Infinity the game (also known as Infinity: A Skirmish Game) is a tabletop miniature wargame with 28mm scale metal miniatures that simulates combat and special operations in a Science fiction environment created by Gutier Lusquiños Rodríguez, Alberto Abal, Fernando Liste and Carlos Torres of Corvus Belli. The games aesthetics are largely inspired by Manga, particularly the work of Masamune Shirow.

Each player controls a set of miniatures to represent soldiers on a tabletop battlefield, taking actions during play to achieve their set goals and prevent their opponent from achieving theirs, while also seeking to destroy their opponents soldiers.

Setting 
The game is set 175 years in the future, as such the aesthetics of Infinity can vary from run down shanty towns to hyper futuristic and pristine city precincts.

The Human race have discovered worm holes that allow interstellar travel into new galaxies; the nations of earth formed alliances with each other in order to join the space race to use these wormholes to colonize far-off planets.

It is these alliances along with newly discovered alien races that are competing for resources and technology that cause the friction and conflict that plays out on the table when playing Infinity the Game.

Gameplay 
This game uses unit and weapon profiles to determine the capabilities of each miniature on the tabletop, these profiles are then used alongside tape measures and twenty-sided dice to determine the outcomes of many of the actions and situations that arise during a game.
++++++
What to do:
1. How would you render this sentence from the Infinity wargame text in Spanish: "The game is set 175 years in the future, as such the aesthetics of Infinity can vary from run down shanty towns to hyper futuristic and pristine city precincts."
2. Can you carry the Infinity wargame text on past its last sentence about gameplay?
The data is not needed for anything here.

(Excerpts of labeled region data)
++++++
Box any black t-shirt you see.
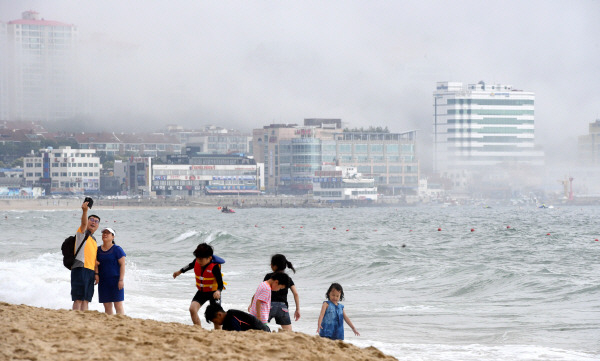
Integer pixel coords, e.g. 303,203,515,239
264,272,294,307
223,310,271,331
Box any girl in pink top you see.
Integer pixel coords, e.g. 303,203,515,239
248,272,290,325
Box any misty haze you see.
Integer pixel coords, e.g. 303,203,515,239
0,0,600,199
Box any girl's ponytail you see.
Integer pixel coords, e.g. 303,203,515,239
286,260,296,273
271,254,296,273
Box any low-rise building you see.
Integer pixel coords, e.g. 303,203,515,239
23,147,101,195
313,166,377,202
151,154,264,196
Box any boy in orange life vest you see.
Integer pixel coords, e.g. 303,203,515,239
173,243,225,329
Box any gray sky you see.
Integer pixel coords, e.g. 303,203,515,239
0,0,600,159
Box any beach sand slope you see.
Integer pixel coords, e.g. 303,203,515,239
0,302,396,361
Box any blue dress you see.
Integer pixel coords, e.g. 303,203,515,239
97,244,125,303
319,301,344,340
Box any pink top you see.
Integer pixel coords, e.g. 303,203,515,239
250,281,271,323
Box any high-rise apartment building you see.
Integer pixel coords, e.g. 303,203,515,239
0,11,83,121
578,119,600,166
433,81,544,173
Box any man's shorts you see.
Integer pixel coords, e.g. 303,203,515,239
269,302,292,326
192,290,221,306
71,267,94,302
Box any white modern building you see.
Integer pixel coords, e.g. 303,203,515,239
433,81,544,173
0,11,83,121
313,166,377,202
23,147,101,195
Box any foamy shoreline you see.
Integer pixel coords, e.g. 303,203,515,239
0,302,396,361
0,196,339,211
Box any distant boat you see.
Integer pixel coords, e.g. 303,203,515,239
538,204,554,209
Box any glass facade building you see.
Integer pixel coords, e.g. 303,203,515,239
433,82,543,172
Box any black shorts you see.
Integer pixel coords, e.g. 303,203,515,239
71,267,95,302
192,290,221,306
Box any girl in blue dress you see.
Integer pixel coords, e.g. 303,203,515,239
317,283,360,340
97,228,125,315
++++++
Task-by-task outputs:
1. El juego está ambientado 175 años en el futuro, por lo que la estética de Infinity puede variar desde barrios de chabolas ruinosos hasta distritos urbanos hiperfuturistas e impecables.

2.
The Infinity game system uses a pool of orders which are used for individual model actions on the active players turn; these can be spent on a single model or spread across many.

A turn in infinity consists of the active player (the player whose turn it is) and reactive player (the player whose turn it isn't), the reactive player game mechanic allows the reactive player to make tactical decisions and actions based on their opponent's actions, though these will be in a more limited capacity to the active player. This feature allows both players to participate in every part of the game.

Face to face rolls are used during gameplay to signify that two or more models are directly affecting each other with their actions, the player who rolls more successful wins the encounter. Dice roll modifiers for weapon ranges exist that make targets easier to hit at a weapons optimum range and worse at close or longer ranges.

Hackers are also featured in Infinity and they allow players to immobilize, control or otherwise hamper of their adversaries robotic and power armored units.

Unlike most competitive tabletop miniature wargames, there are several things that a player keeps hidden from their opponent in Infinity, this includes models that do not deploy at the beginning of the game and also certain mission objectives. These are revealed when the models are deployed and when the mission objective has been achieved during the game.

Another important aspect of Infinity is the significance of terrain to provide cover for miniatures, which gives a bonus to their armor statistic and a negative to the opponents rolls to hit. Terrain is also necessary to hamper longer range weapons such as sniper rifles. The importance of terrain has led to Corvus Belli making partnerships with several third-party companies to create official terrain for Infinity.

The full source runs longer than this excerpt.